• INPUT:
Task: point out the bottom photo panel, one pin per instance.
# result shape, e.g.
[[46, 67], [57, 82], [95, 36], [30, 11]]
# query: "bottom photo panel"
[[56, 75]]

• EXERCISE:
Reproduce every line of the records above verbatim, with nothing added or left out.

• CORRECT ANSWER:
Task: point out the bottom photo panel, one pin per instance.
# result shape, e.g.
[[46, 67], [57, 82], [95, 36], [30, 11]]
# query: "bottom photo panel"
[[56, 75]]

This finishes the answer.